In the movie review below, who plays Pauline's fiance, Malcolm?

**Text under study**

==*==

- The Washington Times - Sunday, February 24, 2008

Common Sense Media, a nonprofit group dedicated to improving the entertainment lives of families, provides reviews of the latest movies from a parenting perspective. For more reviews, click on www.commonsensemedia.org.

‘Margot at the Wedding’

Rating: PG-13

Common Sense Media: Pause. For ages 16 and older.

*** (out of five stars)

Running time: 93 minutes

Common Sense review: “I can’t say I have a whole lot of hope for the whole thing,” says Margot (Nicole Kidman) at the start of “Margot at the Wedding.” She and her adolescent son, Claude (Zane Pais), are on their way to Margot’s childhood home in the Hamptons, where her sister Pauline (Jennifer Jason Leigh) now lives with her fiance, Malcolm (Jack Black). Unfortunately, Margot’s sense of foreboding influences the film as much as her sister’s upcoming nuptials.

Claude soon finds himself in a maelstrom of immature adults and children who compete for attention and resent one another. His perspective more or less grounds Noah Baumbach’s latest investigation of long-festering family dysfunction, and so his changing attitudes toward his mother, aunt and Malcolm — as well as his cousin Ingrid (Flora Cross) and teenage housekeeper Maisy (Halley Feiffer) — tend to shape viewers’.

When Claude looks to his mother for guidance, he’s more often than not disappointed. Margot is a successful New York-based writer who repeatedly belittles Pauline’s choice of Malcolm — “He’s not good enough for you. He’s so coarse. He’s like the guys we rejected in high school” — while also framing herself as a victim; her own marriage, to Jim (John Turturro), is in trouble, although she hasn’t yet revealed this to her son.

==*==

**Data supplied**
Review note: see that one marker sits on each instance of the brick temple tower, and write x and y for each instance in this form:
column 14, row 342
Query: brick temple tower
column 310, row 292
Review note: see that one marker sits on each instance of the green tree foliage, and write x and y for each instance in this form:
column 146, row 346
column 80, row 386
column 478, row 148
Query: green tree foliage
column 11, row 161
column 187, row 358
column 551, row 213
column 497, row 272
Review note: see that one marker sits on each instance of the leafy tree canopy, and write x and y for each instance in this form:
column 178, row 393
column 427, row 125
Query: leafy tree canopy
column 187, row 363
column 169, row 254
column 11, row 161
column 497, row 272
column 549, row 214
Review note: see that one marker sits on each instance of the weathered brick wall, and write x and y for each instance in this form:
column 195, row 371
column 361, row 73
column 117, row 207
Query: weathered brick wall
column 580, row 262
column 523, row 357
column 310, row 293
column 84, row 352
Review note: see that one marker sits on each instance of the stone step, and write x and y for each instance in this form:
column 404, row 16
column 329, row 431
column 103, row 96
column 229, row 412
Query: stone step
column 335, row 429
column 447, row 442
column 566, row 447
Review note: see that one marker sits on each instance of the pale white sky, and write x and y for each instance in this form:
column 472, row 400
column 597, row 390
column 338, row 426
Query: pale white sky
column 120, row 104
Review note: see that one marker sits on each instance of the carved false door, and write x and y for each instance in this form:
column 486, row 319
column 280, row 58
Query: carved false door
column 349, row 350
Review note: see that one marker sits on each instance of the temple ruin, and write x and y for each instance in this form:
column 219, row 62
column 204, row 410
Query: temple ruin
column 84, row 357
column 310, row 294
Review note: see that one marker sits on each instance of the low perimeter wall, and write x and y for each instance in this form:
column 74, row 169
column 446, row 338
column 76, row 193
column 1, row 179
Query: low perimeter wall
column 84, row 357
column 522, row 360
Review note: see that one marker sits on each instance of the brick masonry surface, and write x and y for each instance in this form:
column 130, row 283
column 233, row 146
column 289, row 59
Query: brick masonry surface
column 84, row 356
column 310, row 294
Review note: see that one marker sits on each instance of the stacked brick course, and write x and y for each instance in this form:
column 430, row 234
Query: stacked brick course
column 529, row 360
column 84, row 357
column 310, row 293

==*==

**Response to this task**
Jack Black